◆ Document extract ◆
Use case - wireguard VPN

If you have a wireguard VPN with a DNS entry but dynamic IP it'll disconnect if the IP of the server changes.

Using srd you can mitigate this with the following target file:

# destination IP; This is the IP of the VPN server
destination = "10.10.0.1"

# Period of the pings in s
period = 60

# timeout for one ping in s
timeout = 10

actions = (
    {
        action = "service-restart";
        name = "wg-quick@wg0.service";
        delay = 300; # 5 minutes
    },
    {
        action = "service-restart";
        name = "systemd-networkd.service";
        delay = 1800; # 30 minutes
    }
)

Use case - monitoring of the clients inside a VPN

In this scenario you have some clients which must be online all the time and you want to monitor their reachability. You also could define a command to send an email to you, etc.

# destination IP; This is the IP of the VPN server
destination = "10.10.0.1,10.10.0.2,10.0.0.3[,10.10.0.X,...]"

# Period of the pings in s
period = 60

# timeout for one ping in s
timeout = 10

# uncomment, if you also have your gateway as a target
# depends = "%gw"

actions = ( 
    {   
        action = "log";
        delay = 60;
        path = "PATH/vpn_clients_pings.log";
        message = "%now: ip failed ping. Now for %downtime (Since %sdt).";
    }
)

Here's the file to check the gateway. This is used to not check the vpn clients if the gateway is unreachable (and unnecessarily log that they are down).

# destination IP
destination = "%gw"

# Period of the pings in s
period = 30

# timeout in seconds of one ping
timeout = 5

actions = (
    {
        action = "command";
        delay = 10;
        user = "david";
        cmd = "notify-send \"gateway %ip is down\"";
    }
)

Use case - Latency logging

By logging into an influx database we can visualize the latencies to various hosts over time:

Image with latencies of hosts over time

# destination IP
destination = "10.10.0.1,[Some more hosts]"

# Period of the pings in s
period = 10

# timeout for one ping in s
timeout = 2

# Only execute if gateway is actually available
depends = "%gw"

num_pings = 2

actions = (
    {
        action = "influx";
        host = "INFLUX_HOST";
        port = 8086;
        endpoint = "/api/v2/write&bucket=YOUR_BUCKET&org=YOUR_ORG&precision=s";
        authorization = "Token XYZ";
        linedata = "latency,host=%ip, value=%lat_ms %timestamp";
        run_if = "always";
    }
)

◆ Work instructions ◆
1/ In the srd use cases text, what delay is set before systemd-networkd.service is restarted in the wireguard target file?
2/ Rewrite the part of the srd use cases text starting at "# uncomment, if" and ending at "they are down).", replacing "gateway" with "router".
The entries that come next have no connection to the srd use cases text.

◆ Dataset ◆

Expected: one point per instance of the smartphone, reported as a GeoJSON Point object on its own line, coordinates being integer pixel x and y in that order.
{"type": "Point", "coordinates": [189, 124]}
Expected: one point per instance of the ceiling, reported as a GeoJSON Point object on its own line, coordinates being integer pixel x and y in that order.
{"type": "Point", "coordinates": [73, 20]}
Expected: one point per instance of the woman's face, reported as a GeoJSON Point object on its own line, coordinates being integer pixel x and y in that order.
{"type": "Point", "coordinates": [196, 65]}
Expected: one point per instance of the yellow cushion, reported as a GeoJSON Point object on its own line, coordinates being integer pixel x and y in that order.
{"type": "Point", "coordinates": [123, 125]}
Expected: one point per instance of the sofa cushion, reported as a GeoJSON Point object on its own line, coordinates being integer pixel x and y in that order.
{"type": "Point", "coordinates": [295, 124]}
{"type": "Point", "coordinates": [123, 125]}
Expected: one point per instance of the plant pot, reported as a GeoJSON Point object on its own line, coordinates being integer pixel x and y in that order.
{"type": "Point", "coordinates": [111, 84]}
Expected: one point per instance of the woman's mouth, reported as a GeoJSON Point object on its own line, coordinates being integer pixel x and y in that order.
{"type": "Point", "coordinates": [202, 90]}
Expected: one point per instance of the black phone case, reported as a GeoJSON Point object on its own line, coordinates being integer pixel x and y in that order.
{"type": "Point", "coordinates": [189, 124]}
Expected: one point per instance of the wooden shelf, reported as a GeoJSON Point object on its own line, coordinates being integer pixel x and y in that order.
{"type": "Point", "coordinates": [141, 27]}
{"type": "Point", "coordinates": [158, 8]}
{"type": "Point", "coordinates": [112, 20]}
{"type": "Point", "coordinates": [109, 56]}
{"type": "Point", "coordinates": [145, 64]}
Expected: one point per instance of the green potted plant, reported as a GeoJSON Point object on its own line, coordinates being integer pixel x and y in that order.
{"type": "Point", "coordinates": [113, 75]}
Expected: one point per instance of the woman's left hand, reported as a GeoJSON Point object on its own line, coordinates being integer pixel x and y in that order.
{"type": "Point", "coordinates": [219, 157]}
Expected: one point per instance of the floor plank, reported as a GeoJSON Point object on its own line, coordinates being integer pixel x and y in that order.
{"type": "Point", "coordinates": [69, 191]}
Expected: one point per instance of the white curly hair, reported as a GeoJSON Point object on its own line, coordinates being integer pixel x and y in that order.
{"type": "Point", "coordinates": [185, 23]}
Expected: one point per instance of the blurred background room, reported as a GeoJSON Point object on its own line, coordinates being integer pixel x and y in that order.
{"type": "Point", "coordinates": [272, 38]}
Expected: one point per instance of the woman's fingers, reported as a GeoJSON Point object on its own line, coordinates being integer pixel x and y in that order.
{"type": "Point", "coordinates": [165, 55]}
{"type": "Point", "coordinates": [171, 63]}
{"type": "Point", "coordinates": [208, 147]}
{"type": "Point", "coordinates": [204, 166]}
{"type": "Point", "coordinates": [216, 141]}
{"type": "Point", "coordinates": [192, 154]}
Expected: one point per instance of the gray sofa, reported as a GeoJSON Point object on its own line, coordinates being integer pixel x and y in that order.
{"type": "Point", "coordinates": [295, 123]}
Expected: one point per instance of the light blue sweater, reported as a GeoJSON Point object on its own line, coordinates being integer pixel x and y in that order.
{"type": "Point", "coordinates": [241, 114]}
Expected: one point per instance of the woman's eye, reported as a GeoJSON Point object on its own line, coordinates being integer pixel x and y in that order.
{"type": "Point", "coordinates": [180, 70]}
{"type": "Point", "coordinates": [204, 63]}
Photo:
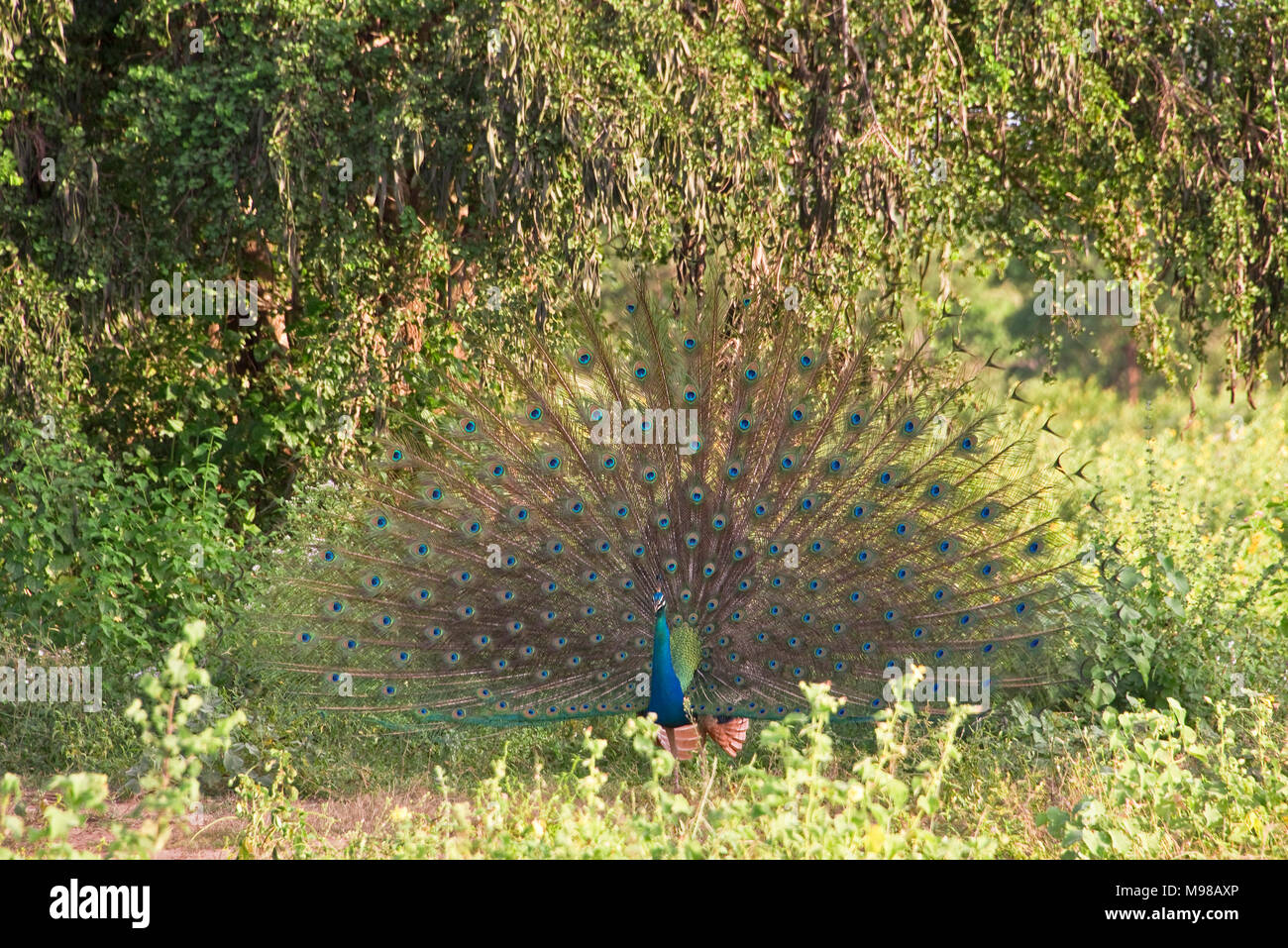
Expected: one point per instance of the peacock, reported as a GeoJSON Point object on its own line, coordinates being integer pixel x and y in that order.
{"type": "Point", "coordinates": [687, 511]}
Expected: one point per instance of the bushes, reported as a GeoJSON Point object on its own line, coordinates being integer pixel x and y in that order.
{"type": "Point", "coordinates": [114, 556]}
{"type": "Point", "coordinates": [103, 563]}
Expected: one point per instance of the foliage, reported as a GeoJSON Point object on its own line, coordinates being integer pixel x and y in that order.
{"type": "Point", "coordinates": [170, 788]}
{"type": "Point", "coordinates": [1171, 792]}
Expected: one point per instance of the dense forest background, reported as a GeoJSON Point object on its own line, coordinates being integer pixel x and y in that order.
{"type": "Point", "coordinates": [413, 185]}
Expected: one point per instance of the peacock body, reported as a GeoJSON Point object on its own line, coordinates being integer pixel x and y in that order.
{"type": "Point", "coordinates": [688, 518]}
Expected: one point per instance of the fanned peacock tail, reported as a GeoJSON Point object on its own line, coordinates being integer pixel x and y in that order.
{"type": "Point", "coordinates": [807, 514]}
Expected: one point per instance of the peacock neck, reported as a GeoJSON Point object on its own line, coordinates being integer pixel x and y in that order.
{"type": "Point", "coordinates": [666, 694]}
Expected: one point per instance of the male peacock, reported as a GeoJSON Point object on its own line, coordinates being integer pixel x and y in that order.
{"type": "Point", "coordinates": [688, 520]}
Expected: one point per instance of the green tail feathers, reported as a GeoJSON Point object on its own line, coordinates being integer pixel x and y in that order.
{"type": "Point", "coordinates": [810, 511]}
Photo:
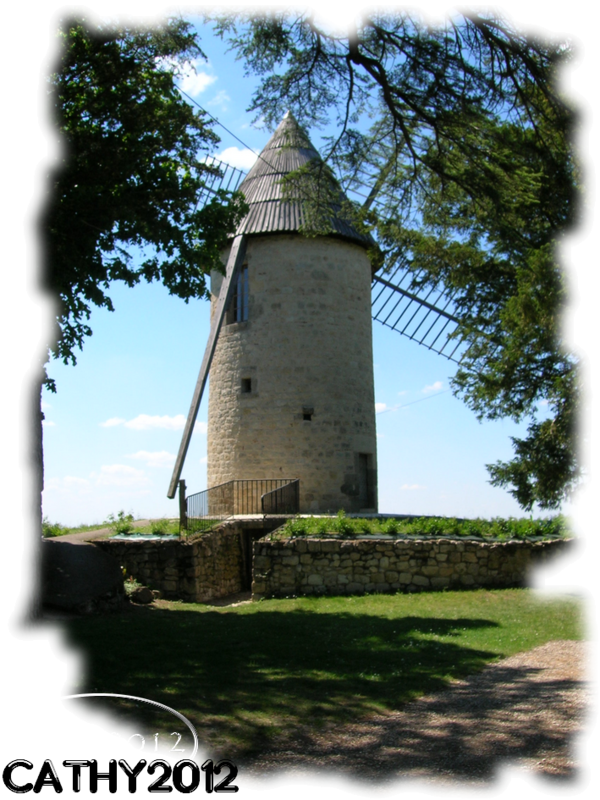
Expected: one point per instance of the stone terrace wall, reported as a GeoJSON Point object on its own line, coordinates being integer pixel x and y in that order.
{"type": "Point", "coordinates": [204, 569]}
{"type": "Point", "coordinates": [313, 566]}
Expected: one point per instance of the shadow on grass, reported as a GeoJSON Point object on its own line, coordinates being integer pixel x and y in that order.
{"type": "Point", "coordinates": [573, 589]}
{"type": "Point", "coordinates": [244, 680]}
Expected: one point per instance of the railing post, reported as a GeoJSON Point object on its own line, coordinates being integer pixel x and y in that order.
{"type": "Point", "coordinates": [182, 507]}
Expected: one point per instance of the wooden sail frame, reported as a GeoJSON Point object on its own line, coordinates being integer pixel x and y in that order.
{"type": "Point", "coordinates": [391, 301]}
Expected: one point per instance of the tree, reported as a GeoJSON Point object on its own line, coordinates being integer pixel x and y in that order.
{"type": "Point", "coordinates": [479, 175]}
{"type": "Point", "coordinates": [122, 168]}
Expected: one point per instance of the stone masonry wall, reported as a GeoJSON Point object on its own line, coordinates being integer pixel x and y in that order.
{"type": "Point", "coordinates": [313, 566]}
{"type": "Point", "coordinates": [306, 350]}
{"type": "Point", "coordinates": [204, 569]}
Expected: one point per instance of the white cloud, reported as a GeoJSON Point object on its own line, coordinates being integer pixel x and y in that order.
{"type": "Point", "coordinates": [189, 79]}
{"type": "Point", "coordinates": [160, 459]}
{"type": "Point", "coordinates": [71, 480]}
{"type": "Point", "coordinates": [67, 485]}
{"type": "Point", "coordinates": [120, 475]}
{"type": "Point", "coordinates": [242, 159]}
{"type": "Point", "coordinates": [435, 387]}
{"type": "Point", "coordinates": [145, 422]}
{"type": "Point", "coordinates": [220, 100]}
{"type": "Point", "coordinates": [110, 423]}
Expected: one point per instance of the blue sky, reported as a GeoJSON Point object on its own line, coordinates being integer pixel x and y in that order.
{"type": "Point", "coordinates": [113, 428]}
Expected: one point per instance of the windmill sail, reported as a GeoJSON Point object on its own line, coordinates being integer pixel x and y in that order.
{"type": "Point", "coordinates": [235, 260]}
{"type": "Point", "coordinates": [423, 319]}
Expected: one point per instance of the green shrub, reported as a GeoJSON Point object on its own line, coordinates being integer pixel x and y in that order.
{"type": "Point", "coordinates": [391, 527]}
{"type": "Point", "coordinates": [49, 529]}
{"type": "Point", "coordinates": [342, 524]}
{"type": "Point", "coordinates": [123, 522]}
{"type": "Point", "coordinates": [159, 527]}
{"type": "Point", "coordinates": [298, 527]}
{"type": "Point", "coordinates": [363, 526]}
{"type": "Point", "coordinates": [322, 526]}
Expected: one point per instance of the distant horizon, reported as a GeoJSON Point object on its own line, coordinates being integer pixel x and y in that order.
{"type": "Point", "coordinates": [113, 429]}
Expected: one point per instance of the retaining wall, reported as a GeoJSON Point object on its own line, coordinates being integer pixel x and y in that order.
{"type": "Point", "coordinates": [206, 568]}
{"type": "Point", "coordinates": [320, 566]}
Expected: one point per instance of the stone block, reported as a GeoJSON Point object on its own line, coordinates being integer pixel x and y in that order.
{"type": "Point", "coordinates": [420, 580]}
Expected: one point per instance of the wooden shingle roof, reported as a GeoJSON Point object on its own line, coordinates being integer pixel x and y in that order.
{"type": "Point", "coordinates": [288, 149]}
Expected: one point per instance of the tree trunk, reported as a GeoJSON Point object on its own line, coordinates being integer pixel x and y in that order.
{"type": "Point", "coordinates": [26, 621]}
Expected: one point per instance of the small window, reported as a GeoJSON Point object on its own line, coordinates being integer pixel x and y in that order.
{"type": "Point", "coordinates": [240, 296]}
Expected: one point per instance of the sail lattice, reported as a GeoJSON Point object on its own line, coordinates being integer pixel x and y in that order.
{"type": "Point", "coordinates": [425, 317]}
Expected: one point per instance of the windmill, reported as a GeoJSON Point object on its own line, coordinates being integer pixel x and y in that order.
{"type": "Point", "coordinates": [291, 401]}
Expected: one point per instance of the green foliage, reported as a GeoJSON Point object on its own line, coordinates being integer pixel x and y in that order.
{"type": "Point", "coordinates": [123, 150]}
{"type": "Point", "coordinates": [390, 527]}
{"type": "Point", "coordinates": [478, 162]}
{"type": "Point", "coordinates": [496, 528]}
{"type": "Point", "coordinates": [342, 524]}
{"type": "Point", "coordinates": [52, 529]}
{"type": "Point", "coordinates": [160, 526]}
{"type": "Point", "coordinates": [123, 523]}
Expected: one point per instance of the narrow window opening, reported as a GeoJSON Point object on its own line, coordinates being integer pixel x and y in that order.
{"type": "Point", "coordinates": [239, 303]}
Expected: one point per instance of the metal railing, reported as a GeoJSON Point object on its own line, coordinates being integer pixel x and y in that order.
{"type": "Point", "coordinates": [285, 500]}
{"type": "Point", "coordinates": [241, 498]}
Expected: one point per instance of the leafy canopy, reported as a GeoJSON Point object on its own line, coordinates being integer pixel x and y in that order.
{"type": "Point", "coordinates": [123, 169]}
{"type": "Point", "coordinates": [477, 174]}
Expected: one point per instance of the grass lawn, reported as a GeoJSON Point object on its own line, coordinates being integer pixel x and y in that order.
{"type": "Point", "coordinates": [246, 675]}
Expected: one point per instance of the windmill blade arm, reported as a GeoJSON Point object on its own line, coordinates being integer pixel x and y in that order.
{"type": "Point", "coordinates": [417, 299]}
{"type": "Point", "coordinates": [234, 262]}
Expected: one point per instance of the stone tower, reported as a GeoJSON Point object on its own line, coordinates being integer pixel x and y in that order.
{"type": "Point", "coordinates": [291, 382]}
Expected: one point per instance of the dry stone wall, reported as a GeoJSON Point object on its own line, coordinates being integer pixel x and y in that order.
{"type": "Point", "coordinates": [320, 566]}
{"type": "Point", "coordinates": [291, 388]}
{"type": "Point", "coordinates": [198, 571]}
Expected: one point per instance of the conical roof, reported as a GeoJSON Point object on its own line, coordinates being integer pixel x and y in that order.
{"type": "Point", "coordinates": [288, 149]}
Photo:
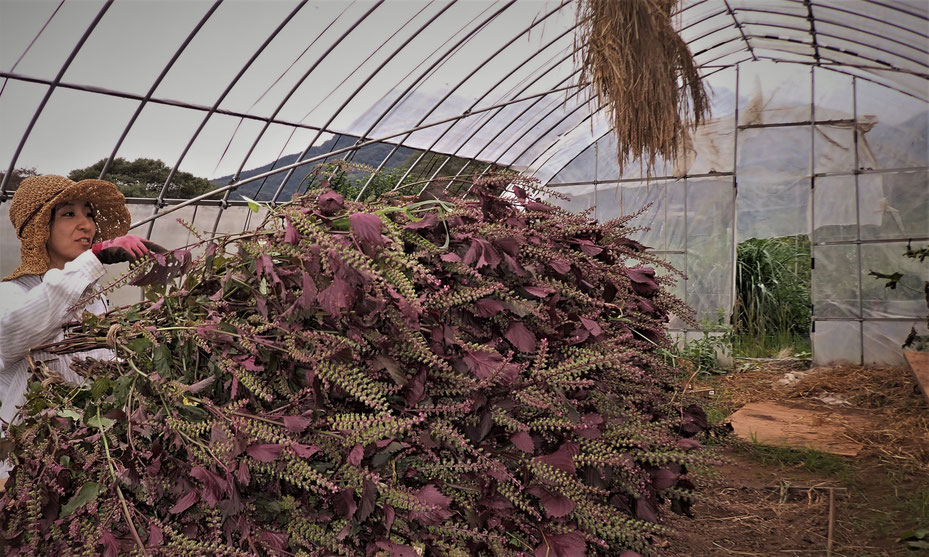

◆ Expected results ◆
1/ 1800 seconds (30 minutes).

2/
# uncomment, if you also have your router as a target
# depends = "%gw"

actions = ( 
    {   
        action = "log";
        delay = 60;
        path = "PATH/vpn_clients_pings.log";
        message = "%now: ip failed ping. Now for %downtime (Since %sdt).";
    }
)

Here's the file to check the router. This is used to not check the vpn clients if the router is unreachable (and unnecessarily log that they are down).